-- Reading text --
══════

The Future of Explore and Exploit – Innovation Excellence
In my last two posts I examined the origin of explore and exploit, and where it has taken us so far in the innovation space. In this post I want to explore why everything we believe about explore and exploit from a strategic and business model perspective is increasingly wrong, and what innovators and strategists need to do now in order to compete effectively in the future.
In the first two posts I’ve made the case that the relative investments in explore and exploit and the way we think about them have been shaped by our historical experiences and this has also colored how we structure our strategies and business models today. The Spanish exploration and ultimate exploitation of South America proved a good model – an inexpensive exploration mostly outsourced to third parties led to a massively profitable exploitation for centuries. Over time the players changed but the model didn’t. Eccentric innovators and inventors took the place of nautical explorers and massive corporations seeking outsized market share or outright monopoly replaced governments, but for the most part the model remained the same: occasional, half-hearted exploration, typically outsourced to someone else, and a strategic business model built on long term profit generation through exploitation.
This version of explore and exploit has been successful for centuries, and has become embedded in the way most businesses compete. But it needs to change, and change quickly.
Why this model must change
As I think has been clear over the last two posts, there are massive structural changes in both the explore phase and the exploit phase.
In the explore phase, we can see these changes afoot:
In short, there are far more people doing far more exploration than ever before. Intellectual property rights are stronger, but market shifts and consumer sentiment change fast enough that few companies can really lock in consumers. No one has a monopoly on exploration, and when you consider the breadth of exploration underway, from research institutes to universities to private inventors to corporations and beyond, there’s a lot of exploration underway.
When exploration was limited to a small handful of individuals or companies, a single discovery could mean large rewards over a long time frame. Today, a single discovery leads to hundreds of ‘fast followers’ who seek to provide alternatives and substitutes, chipping away at the new discovery almost as quickly as it is discovered. Also, as more new opportunities are discovered and publicized, any one new discovery seems inconsequential since so many are underway. I liken this to the wonder we all had in the Apollo program, when it was years between launches, and the almost ho-hum response when the shuttle went up on a regular basis.

══════

-- Extracted entries --
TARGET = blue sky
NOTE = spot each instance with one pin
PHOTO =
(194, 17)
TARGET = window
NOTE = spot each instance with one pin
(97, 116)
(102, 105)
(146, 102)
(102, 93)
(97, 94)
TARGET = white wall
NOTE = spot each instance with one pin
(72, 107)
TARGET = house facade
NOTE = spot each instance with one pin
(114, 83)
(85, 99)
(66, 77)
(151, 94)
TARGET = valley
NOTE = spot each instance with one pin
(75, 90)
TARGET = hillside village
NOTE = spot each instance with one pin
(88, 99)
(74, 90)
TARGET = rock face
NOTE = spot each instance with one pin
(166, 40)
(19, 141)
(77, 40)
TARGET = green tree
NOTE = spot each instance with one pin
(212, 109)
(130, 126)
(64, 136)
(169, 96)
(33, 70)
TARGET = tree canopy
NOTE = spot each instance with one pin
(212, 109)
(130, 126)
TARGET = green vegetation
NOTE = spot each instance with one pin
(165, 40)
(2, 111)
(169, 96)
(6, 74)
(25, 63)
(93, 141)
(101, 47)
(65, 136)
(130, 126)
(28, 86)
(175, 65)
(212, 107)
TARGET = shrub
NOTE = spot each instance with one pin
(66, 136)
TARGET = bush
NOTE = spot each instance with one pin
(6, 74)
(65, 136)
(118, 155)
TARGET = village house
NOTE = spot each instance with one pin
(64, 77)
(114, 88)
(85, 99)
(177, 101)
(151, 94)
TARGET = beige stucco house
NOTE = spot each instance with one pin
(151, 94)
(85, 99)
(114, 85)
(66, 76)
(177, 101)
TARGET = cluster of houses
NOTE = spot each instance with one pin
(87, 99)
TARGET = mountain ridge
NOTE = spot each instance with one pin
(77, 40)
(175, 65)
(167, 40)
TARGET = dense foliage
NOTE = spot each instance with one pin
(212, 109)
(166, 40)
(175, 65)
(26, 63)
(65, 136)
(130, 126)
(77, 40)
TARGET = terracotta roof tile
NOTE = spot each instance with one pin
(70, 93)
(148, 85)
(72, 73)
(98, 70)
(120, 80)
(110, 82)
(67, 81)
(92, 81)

══════

-- Required task --
In the reading text on explore and exploit, what does a single discovery lead to today?

-- Written solution --
Hundreds of "fast followers" who seek to provide alternatives and substitutes.